**ВЫБРАННЫЙ ФРАГМЕНТ:**
——————————

Подобная творческая установка Гоголя во многом определила оригинальность его художественного метода. С одной стороны, «Гоголь стремится к предельной генерализации, мыслит общерусскими и общечеловеческими категориями, тяготеет к художественному запечатлению всего «пространства» России, с другой - его взор глубоко проникает в низшие пласты жизни, «со всем сором и дрязгами», «дробью и мелочами» (Русские писатели 1800-1917: Биографический словарь. М., 1989. Т. 1.С. 601).
Гоголь принадлежит к художникам психологического реализма, как Пушкин и Лермонтов, однако предметом его анализа становятся сокровенные душевные движения самых ничтожных людей. При этом Гоголь постоянно подчеркивает универсальный, общечеловеческий характер их переживаний («Всякий хоть на минуту ... делался или делается Хлестаковым») для того, чтобы ярче раскрыть «пошлость жизни».
Гоголь прибегает к намеренной утрированности, гиперболичности, гротеску. Его реализм граничит с фантастикой, с алогическим изображением событий. Особой чертой творческого метода Гоголя является характеристика убогого душевного мира его героев через мир вещей, с которыми они срослись: вещественное здесь вытесняет духовное, не оставляет ему места. Гоголь изображал, как сам он писал, «безответно мертвых обитателей, страшных неподвижным холодом души своей и бесплодной пустыней сердца». Обращение к такой сфере позволило блестяще проявиться природному комическому и сатирическому дарованию писателя. Но гоголевский комизм - это «смех сквозь слезы», который, по словам Белинского, «состоит в противоположности созерцания истинной жизни, в противоположности идеала жизни - с действительностью жизни». Как и творчество Лермонтова, творчество Гоголя характеризует «субъективность» (слово Белинского) – т.е. резко выраженное автором отношение к изображенному миру. Сарказм Гоголя сочетается с патетическим лиризмом, юмор «Вечеров» - с трагедийностью петербургских повестей, сатира «Ревизора» и «Мертвых душ» - с эпосом «Тараса Бульбы». Гоголевская субъективность была порождена контрастом между идеальными представлениями писателя о норме бытия и окружавшей его бездуховной действительностью России 1835-1840 гг.
Подлинным дебютом Гоголя в литературе стал сборник «Вечера на хуторе близ Диканьки», вышедший в 1831-1832 гг. в двух томах.

——————————

**СОХРАНЕННЫЕ ДАННЫЕ:**

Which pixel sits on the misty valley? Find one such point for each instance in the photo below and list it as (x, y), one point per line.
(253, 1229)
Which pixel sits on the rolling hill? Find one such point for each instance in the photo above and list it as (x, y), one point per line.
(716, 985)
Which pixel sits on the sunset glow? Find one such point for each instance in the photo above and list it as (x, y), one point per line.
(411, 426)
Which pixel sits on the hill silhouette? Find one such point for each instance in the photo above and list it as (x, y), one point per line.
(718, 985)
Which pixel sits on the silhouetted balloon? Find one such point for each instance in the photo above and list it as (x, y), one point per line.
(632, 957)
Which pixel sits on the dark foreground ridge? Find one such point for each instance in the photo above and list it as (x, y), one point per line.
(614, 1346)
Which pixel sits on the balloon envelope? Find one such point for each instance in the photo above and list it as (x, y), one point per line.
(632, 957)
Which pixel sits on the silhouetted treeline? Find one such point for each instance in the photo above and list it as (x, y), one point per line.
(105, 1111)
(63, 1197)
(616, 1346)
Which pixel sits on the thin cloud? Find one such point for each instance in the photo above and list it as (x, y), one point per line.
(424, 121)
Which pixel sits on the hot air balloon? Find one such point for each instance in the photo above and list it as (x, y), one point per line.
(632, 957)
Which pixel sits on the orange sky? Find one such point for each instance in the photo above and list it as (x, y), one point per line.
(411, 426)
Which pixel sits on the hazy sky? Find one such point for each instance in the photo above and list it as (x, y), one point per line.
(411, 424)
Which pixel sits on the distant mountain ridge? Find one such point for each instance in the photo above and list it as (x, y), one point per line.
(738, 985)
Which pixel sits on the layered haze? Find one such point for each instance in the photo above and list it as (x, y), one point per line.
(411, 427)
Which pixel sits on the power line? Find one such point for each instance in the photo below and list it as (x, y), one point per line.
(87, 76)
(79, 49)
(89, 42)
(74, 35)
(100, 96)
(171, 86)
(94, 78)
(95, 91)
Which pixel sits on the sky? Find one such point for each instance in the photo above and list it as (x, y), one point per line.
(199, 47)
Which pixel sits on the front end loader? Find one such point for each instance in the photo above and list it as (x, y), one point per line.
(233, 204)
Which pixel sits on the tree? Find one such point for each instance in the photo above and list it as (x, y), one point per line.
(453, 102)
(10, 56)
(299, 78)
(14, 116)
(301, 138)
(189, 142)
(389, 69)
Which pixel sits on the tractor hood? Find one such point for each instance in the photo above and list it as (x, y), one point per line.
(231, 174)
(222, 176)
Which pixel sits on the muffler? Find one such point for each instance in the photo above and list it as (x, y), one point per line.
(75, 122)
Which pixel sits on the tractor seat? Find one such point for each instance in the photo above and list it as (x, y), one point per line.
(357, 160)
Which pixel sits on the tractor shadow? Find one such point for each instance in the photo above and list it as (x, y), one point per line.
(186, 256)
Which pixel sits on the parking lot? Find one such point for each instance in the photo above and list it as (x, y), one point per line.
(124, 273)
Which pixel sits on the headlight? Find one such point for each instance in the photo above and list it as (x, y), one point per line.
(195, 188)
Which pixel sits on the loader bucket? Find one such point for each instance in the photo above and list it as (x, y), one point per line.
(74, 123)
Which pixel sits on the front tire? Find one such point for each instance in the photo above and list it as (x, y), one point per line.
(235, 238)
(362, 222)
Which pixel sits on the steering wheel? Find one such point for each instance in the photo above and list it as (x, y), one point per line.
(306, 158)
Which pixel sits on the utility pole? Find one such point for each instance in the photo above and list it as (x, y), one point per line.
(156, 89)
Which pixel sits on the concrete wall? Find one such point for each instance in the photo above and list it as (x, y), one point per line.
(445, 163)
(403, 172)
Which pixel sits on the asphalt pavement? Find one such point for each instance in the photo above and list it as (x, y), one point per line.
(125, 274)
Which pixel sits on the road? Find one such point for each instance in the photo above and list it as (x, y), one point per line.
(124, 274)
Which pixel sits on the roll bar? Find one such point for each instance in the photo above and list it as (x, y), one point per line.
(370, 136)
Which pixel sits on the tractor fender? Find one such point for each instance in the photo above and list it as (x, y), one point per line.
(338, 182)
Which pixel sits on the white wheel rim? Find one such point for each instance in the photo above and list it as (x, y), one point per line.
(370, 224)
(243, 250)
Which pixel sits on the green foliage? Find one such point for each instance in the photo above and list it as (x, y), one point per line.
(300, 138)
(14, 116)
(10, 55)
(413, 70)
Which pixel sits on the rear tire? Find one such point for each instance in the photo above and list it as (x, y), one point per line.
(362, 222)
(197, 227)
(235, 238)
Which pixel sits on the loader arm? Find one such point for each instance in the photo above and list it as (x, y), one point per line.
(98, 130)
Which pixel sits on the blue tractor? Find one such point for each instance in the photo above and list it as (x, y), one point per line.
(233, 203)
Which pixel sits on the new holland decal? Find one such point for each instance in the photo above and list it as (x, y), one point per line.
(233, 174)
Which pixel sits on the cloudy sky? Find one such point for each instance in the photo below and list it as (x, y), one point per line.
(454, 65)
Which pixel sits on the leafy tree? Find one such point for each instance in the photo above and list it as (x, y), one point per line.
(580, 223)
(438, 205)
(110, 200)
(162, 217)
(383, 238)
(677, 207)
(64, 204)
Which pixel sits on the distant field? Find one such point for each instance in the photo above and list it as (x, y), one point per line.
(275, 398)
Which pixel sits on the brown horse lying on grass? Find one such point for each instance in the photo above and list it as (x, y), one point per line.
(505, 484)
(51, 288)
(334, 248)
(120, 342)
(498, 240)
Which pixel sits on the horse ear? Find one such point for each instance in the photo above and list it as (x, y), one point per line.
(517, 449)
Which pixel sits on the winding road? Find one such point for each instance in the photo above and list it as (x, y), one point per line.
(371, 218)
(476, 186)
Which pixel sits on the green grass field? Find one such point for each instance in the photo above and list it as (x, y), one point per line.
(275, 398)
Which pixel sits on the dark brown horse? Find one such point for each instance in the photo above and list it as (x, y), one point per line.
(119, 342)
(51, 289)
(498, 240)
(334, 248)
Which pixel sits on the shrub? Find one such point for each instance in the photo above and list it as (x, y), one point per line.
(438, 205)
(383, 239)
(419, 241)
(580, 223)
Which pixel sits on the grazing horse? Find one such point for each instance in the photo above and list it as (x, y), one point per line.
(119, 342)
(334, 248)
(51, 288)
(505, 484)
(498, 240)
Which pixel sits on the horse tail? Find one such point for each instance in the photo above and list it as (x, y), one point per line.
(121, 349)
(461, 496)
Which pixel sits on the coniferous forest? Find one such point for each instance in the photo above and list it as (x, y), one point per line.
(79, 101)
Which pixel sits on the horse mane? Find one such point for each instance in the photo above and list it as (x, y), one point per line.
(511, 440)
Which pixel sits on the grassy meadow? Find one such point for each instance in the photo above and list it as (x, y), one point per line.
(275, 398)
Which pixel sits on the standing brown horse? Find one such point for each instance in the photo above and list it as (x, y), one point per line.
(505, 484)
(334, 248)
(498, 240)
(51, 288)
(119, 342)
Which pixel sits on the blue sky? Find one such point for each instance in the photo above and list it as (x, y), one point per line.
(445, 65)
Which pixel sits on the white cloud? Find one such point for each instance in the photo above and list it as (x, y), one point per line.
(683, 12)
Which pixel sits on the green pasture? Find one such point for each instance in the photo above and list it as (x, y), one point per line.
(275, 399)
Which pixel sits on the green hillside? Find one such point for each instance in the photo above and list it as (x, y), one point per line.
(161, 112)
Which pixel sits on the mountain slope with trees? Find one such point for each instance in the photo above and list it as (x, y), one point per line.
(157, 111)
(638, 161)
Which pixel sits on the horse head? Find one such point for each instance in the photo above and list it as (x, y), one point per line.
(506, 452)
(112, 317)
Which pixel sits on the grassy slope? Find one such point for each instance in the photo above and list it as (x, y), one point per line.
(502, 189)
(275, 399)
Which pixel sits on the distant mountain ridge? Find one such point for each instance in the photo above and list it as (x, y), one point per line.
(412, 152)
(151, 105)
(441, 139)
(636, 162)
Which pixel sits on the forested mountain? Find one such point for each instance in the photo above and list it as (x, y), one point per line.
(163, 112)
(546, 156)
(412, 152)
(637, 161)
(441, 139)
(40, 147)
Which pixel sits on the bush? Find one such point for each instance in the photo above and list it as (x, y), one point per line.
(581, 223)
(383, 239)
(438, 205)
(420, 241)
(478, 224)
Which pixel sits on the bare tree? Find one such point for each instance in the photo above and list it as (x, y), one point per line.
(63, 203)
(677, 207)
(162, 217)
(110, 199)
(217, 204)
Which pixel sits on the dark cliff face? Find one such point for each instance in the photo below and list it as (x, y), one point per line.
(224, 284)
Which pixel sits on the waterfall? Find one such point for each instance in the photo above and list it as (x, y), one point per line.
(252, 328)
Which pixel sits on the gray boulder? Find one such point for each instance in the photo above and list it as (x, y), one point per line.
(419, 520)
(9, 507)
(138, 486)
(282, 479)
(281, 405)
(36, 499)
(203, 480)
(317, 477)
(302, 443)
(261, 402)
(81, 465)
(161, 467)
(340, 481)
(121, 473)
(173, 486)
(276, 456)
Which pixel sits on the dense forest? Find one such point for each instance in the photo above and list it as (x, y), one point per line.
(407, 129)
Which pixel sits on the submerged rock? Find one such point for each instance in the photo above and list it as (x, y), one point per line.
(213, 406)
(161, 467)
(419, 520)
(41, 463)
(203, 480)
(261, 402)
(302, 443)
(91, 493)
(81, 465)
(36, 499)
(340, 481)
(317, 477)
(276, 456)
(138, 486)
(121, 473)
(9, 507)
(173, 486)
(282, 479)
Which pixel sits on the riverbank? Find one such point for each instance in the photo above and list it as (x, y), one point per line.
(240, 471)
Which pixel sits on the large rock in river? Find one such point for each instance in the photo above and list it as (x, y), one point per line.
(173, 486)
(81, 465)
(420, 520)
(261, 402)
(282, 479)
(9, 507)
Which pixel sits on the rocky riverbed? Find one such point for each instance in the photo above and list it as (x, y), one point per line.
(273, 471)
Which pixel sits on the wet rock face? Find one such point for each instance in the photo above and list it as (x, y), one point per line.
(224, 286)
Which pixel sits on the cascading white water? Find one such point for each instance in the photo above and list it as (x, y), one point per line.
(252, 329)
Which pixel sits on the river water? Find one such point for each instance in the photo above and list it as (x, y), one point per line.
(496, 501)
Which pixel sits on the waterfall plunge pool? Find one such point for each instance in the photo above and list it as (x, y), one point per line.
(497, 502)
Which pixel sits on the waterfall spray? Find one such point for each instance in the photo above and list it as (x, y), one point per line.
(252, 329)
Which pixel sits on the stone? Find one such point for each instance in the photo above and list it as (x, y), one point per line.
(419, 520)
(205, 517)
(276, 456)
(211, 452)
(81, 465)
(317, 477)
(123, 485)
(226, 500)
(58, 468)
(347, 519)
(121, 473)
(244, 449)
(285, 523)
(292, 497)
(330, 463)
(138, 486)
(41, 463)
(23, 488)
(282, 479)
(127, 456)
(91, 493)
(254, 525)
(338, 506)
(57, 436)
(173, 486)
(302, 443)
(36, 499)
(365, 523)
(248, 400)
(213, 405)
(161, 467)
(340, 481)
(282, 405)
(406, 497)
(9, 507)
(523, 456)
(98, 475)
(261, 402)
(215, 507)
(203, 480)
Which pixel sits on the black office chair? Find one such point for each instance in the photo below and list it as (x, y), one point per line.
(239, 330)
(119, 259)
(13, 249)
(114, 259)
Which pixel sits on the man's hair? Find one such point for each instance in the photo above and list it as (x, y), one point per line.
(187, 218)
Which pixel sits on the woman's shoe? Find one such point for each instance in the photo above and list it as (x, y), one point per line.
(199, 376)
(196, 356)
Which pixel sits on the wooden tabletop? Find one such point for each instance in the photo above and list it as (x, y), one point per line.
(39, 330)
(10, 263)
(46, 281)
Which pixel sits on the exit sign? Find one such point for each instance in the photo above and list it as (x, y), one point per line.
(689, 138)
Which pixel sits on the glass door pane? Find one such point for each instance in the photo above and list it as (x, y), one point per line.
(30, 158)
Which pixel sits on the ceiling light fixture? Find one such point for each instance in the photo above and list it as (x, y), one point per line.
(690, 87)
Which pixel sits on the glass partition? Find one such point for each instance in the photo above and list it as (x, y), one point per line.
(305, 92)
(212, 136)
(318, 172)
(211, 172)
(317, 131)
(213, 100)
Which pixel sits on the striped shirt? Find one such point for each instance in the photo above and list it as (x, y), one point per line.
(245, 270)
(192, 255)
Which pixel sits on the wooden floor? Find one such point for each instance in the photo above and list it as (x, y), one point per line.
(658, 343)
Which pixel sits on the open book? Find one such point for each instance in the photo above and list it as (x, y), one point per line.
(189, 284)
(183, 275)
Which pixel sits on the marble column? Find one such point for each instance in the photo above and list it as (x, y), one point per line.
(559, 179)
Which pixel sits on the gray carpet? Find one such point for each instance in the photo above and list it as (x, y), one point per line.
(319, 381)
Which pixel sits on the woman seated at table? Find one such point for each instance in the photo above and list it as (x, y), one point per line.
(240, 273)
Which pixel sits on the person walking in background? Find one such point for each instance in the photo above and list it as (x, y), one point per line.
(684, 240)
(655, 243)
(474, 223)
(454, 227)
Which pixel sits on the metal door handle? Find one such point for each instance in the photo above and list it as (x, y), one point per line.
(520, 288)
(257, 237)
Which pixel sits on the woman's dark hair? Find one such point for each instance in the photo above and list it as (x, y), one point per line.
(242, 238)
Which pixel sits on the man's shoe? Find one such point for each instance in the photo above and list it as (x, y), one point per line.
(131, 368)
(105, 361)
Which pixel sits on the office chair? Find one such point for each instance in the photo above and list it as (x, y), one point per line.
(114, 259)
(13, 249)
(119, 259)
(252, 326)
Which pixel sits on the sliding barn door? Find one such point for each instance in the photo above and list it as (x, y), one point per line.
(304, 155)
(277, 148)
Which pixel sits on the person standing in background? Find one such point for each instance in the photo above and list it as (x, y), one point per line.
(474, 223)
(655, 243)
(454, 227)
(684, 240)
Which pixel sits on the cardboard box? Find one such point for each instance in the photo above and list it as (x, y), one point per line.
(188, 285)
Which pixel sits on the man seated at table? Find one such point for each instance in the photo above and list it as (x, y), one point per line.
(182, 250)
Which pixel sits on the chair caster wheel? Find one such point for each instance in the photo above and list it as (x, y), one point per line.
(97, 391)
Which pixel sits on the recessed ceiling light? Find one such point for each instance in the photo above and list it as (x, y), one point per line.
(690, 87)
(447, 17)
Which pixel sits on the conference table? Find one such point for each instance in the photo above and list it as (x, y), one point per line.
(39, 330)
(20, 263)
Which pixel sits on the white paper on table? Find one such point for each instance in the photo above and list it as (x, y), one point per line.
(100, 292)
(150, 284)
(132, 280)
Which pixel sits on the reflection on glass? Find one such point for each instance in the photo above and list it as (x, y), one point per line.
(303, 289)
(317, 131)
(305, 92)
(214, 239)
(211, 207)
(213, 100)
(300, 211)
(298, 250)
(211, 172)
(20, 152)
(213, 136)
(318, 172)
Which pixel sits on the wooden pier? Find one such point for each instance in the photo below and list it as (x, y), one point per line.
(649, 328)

——————————

**ЗАДАНИЕ:**
Перечислите все произведения Гоголя, которые названы в отрывке о Гоголе в кавычках. Каждое произведение укажите один раз, в именительном падеже.

**РЕЗУЛЬТАТ ВЫПОЛНЕНИЯ:**
«Вечера на хуторе близ Диканьки», «Ревизор», «Мертвые души», «Тарас Бульба»